(PEDIDO ESCRITO 1) No trecho sobre Agnès Varda, onde ela fica sentada enquanto comenta seus filmes?

====================

Agnès Varda com um dos seus autorretratos durante exposição em Paris, em 2012(foto: PASCAL GUYOT/afp)
Agnès Varda com um dos seus autorretratos durante exposição em Paris, em 2012 (foto: PASCAL GUYOT/afp)

Como uma das últimas diretoras vivas da nouvelle vague, a despedida fílmica de Agnès Varda chama a atenção de maneira especial. Sobretudo por ser uma das poucas vozes femininas a embaraçar o coro de testosterona dos notáveis cineastas da política dos autores, Varda ainda adiciona sutilezas onde sobram ambições grandiloquentes. Misto de uma última masterclass com incríveis lampejos de autorretratos, Agnès Varda par Agnès Varda (2019) pode tornar-se previsível na sua primeira aposta, e brilhante na sua segunda característica. Sentada numa cadeira de diretor em frente a plateias teatrais, ela comenta cronologicamente a maioria das obras que compõem a sua vasta filmografia. Seus comentários, todavia, são embalados por um raro bom humor.

Mais velha, ela chega a dar pequenas risadas sobre seus fracassos comerciais, realiza boas tiradas, piadas comoventes nos momentos que antes foram rondados pela incompreensão e pela solidão inerentes à obra de todo artista disposto à inovação. As fagulhas de autorretrato surgem com uma boa síntese desses aprendizados, pequenas escolhas, repercussões de um filme noutro, como se Varda fiasse a teia da sua vida-obra diante da morte de quem a acompanhou, como Jacques Demy, de atores que se somaram, novas parcerias, tantos trajetos deliciosos e perigosos que ela atravessou com maestria.

====================

(PEDIDO ESCRITO 2) Nos registros, reescreva o trecho que vai da linha com "For the evaluation set, point out every instance of the slate" até a linha com "point(4, 116)", trocando "evaluation set" por "test set" e deixando todo o resto igual.

====================

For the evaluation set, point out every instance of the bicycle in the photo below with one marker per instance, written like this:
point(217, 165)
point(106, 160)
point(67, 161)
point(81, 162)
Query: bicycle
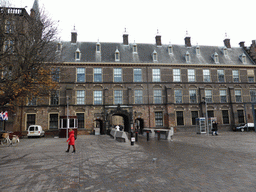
point(6, 141)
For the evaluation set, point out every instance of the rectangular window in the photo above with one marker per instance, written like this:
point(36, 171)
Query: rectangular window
point(206, 74)
point(253, 95)
point(194, 115)
point(31, 119)
point(235, 74)
point(31, 101)
point(137, 75)
point(225, 117)
point(240, 114)
point(97, 97)
point(221, 75)
point(238, 95)
point(223, 96)
point(118, 97)
point(157, 96)
point(250, 74)
point(208, 96)
point(97, 74)
point(80, 97)
point(54, 121)
point(191, 75)
point(180, 118)
point(118, 75)
point(80, 118)
point(56, 74)
point(80, 72)
point(210, 114)
point(158, 119)
point(178, 95)
point(55, 98)
point(156, 75)
point(138, 96)
point(192, 96)
point(176, 75)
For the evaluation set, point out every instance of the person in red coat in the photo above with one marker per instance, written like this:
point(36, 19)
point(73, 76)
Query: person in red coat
point(71, 140)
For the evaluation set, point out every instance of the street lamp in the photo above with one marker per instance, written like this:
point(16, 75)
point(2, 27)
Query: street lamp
point(67, 119)
point(206, 116)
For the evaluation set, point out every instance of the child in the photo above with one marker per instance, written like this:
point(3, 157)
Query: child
point(71, 140)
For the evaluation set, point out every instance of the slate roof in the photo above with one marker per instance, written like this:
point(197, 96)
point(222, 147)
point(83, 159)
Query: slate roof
point(145, 53)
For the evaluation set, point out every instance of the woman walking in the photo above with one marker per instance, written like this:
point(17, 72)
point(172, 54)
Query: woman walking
point(71, 140)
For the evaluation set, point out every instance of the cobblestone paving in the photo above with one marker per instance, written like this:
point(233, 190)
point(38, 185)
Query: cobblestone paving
point(190, 162)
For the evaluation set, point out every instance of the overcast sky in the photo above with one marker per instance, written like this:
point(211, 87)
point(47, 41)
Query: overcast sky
point(206, 21)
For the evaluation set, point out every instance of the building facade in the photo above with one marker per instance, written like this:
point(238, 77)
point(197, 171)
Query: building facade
point(145, 86)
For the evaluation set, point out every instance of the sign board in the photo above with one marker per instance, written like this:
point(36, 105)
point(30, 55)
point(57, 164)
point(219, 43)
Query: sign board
point(4, 116)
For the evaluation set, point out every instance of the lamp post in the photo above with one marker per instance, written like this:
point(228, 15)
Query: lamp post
point(67, 120)
point(206, 116)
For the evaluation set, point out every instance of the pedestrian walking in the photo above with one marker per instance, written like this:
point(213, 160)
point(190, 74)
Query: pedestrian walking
point(71, 140)
point(215, 128)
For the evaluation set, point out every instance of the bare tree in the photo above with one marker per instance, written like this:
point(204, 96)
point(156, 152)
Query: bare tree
point(27, 48)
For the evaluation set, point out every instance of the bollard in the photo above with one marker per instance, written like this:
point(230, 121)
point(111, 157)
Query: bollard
point(158, 136)
point(132, 139)
point(147, 135)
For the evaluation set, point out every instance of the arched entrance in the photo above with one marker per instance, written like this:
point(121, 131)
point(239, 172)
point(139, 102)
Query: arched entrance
point(99, 124)
point(139, 125)
point(123, 113)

====================

(RESPOSTA COMPLETA 1) Numa cadeira de diretor, em frente a plateias teatrais.

(RESPOSTA COMPLETA 2)
For the test set, point out every instance of the slate roof in the photo above with one marker per instance, written like this:
point(197, 96)
point(222, 147)
point(83, 159)
Query: slate roof
point(145, 53)
For the test set, point out every instance of the woman walking in the photo above with one marker per instance, written like this:
point(17, 72)
point(172, 54)
Query: woman walking
point(71, 140)
For the test set, point out every instance of the cobblestone paving in the photo above with one marker per instance, written like this:
point(233, 190)
point(38, 185)
Query: cobblestone paving
point(190, 162)
For the test set, point out every instance of the overcast sky in the photo above with one marker per instance, written like this:
point(211, 87)
point(47, 41)
Query: overcast sky
point(206, 21)
For the test set, point out every instance of the building facade in the photo above with one marker per instance, written like this:
point(238, 77)
point(197, 171)
Query: building facade
point(145, 86)
For the test set, point out every instance of the sign board in the photo above with one marker per instance, written like this:
point(36, 105)
point(30, 55)
point(57, 164)
point(219, 43)
Query: sign board
point(4, 116)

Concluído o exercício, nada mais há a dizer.